# Work task
In the records below, count the lines that have "spectator" and answer with the number alone.

Records contained in a dataset:
>>>

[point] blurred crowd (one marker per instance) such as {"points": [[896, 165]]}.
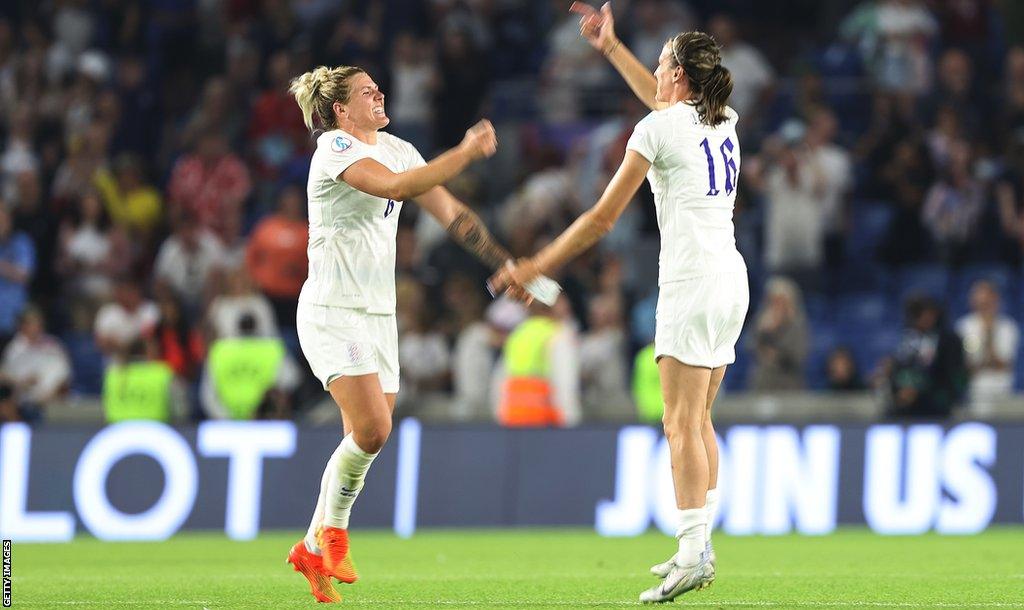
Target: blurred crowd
{"points": [[153, 201]]}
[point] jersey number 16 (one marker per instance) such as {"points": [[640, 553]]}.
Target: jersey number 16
{"points": [[731, 171]]}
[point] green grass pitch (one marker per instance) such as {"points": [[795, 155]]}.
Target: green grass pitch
{"points": [[530, 568]]}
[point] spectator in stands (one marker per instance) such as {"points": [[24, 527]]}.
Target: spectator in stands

<<<

# Answer section
2